◆ Exercise inputs
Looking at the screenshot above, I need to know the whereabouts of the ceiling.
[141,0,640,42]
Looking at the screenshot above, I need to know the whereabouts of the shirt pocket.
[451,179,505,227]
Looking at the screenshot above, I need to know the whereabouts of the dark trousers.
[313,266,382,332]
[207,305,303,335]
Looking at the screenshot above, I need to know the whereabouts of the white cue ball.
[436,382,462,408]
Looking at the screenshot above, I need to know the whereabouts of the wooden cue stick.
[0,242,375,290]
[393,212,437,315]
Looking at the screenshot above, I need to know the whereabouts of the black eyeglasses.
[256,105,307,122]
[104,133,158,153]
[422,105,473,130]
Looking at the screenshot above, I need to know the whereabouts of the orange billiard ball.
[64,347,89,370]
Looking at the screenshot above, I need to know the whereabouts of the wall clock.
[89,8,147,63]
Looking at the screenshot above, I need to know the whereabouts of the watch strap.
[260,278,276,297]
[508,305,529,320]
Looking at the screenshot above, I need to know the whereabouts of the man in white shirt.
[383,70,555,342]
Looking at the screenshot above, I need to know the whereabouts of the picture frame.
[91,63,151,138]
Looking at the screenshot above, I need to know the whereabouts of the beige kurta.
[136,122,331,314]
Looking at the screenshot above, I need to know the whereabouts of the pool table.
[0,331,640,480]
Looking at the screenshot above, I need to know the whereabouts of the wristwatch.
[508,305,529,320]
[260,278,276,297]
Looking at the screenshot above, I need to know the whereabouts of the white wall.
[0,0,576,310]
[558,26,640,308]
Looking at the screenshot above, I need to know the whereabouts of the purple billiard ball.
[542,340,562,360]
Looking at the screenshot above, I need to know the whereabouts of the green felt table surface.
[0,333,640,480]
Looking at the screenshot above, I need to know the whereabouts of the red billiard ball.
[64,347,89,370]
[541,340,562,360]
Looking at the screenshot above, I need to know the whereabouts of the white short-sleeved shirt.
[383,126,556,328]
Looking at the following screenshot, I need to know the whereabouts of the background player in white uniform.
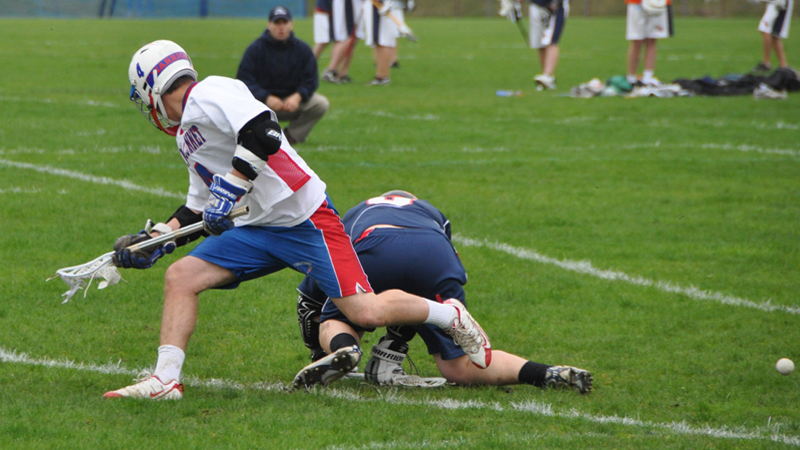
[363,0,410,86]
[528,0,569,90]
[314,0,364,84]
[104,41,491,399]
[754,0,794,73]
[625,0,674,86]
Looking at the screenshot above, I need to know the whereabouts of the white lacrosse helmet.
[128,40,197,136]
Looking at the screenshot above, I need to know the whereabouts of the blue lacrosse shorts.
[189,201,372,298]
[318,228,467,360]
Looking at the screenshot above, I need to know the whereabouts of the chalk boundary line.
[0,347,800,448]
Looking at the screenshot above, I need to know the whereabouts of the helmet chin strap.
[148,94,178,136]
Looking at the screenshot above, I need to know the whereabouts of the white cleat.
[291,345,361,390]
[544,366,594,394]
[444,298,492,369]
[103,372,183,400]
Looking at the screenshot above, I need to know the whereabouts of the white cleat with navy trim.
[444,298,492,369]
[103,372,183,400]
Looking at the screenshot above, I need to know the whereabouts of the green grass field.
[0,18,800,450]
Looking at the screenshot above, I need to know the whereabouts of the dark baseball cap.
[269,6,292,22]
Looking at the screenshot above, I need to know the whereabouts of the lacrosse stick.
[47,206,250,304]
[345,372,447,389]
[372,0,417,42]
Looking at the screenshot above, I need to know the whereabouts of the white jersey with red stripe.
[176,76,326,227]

◆ Short task
Copy all of the data above verbatim, omitting the pictures.

◆ Result below
Looking at the screenshot above, I need to know the whereabouts of the ceiling.
[141,0,640,42]
Looking at the screenshot above, I need to know the whereabouts of the shirt pocket.
[451,179,505,227]
Looking at the screenshot above, I need to know the whereabouts of the dark trousers.
[313,266,382,332]
[207,305,303,335]
Looking at the screenshot above, I need to know the whereabouts of the white cue ball.
[436,382,462,408]
Looking at the screenshot above, I need to know the whereabouts of the wooden cue stick.
[0,242,375,290]
[393,212,437,315]
Looking at the screenshot above, I need to know the whereabouts of the black eyeglasses.
[256,105,307,122]
[104,133,158,153]
[422,105,473,130]
Looking at the screenshot above, I need to know the whereabouts of the orange billiard ball.
[64,347,89,370]
Looking at the screenshot above, I need to know the whereabouts of the wall clock.
[89,8,147,63]
Looking at the screenshot above, I need to know the whereabouts of the watch strap.
[260,278,276,297]
[508,305,529,320]
Looking at the screenshot above, I need to know the whereabouts of the man in white shirt.
[383,70,555,342]
Looking at the screenshot above, I need to know the whereabouts of the picture frame.
[91,63,151,138]
Looking at the screenshot above, I need to know the whereabouts of the beige kurta.
[136,122,331,314]
Looking at the screenshot above, I need to know the whereabouts of the pool table.
[0,331,640,480]
Looking at the screenshot above, I need to know the whereabouts of the wristwatch.
[508,305,529,320]
[260,278,276,297]
Looking at the screenshot above, I need to know the whereabouts of the white wall.
[0,0,576,310]
[558,26,640,308]
Looking at the screenshot above, I need to know the whereabouts of the purple billiard ball.
[542,340,562,360]
Looking at the screenshot above, I need to know the whereabouts of the green felt table surface.
[0,333,640,480]
Looking at the screenshot above, I need to know the whereabouts of the red billiard ball.
[64,347,89,370]
[541,340,562,360]
Looking at the screenshot above, I need to know the whereabouts of the white short-sleeved shirt.
[383,126,556,328]
Looking at the following screenshot, I need to know the whereabouts of the background player in white uniform.
[363,0,410,86]
[528,0,569,90]
[314,0,364,84]
[104,41,491,399]
[754,0,794,73]
[625,0,674,86]
Looking at the screenshot above, I need to know the whereabouts of the white lacrosse helmet.
[128,40,197,136]
Looking at the screenshot above, I need to know the whereabouts of the blue lacrosse shorts.
[189,201,372,298]
[318,228,467,360]
Looking at the screenshot above, I need to know the whereabouts of the chalk boundary line.
[0,347,800,448]
Looking at the screenshot above, I need to know the whereabouts of the helmet chin strap.
[148,94,178,136]
Looking at the screenshot above, I need to know the whereabouts of the white cleat.
[291,345,361,390]
[544,366,594,394]
[444,298,492,369]
[103,372,183,400]
Looking at the screenshot above, I need to know the whereabouts of the white cleat with navy trim.
[444,298,492,369]
[103,372,183,400]
Looking at the screenshot above, I need to know the whereabouts of the green grass field.
[0,18,800,450]
Looking at the screenshot above, I need to know the whereabouts of the dark baseball cap.
[269,6,292,22]
Looking at the screenshot above, I need to know the whereabouts of the lacrosse stick.
[47,206,250,304]
[345,372,447,389]
[372,0,417,42]
Looking at the screenshot above, I need to know the whereabouts of the white jersey with red stripe.
[176,76,326,227]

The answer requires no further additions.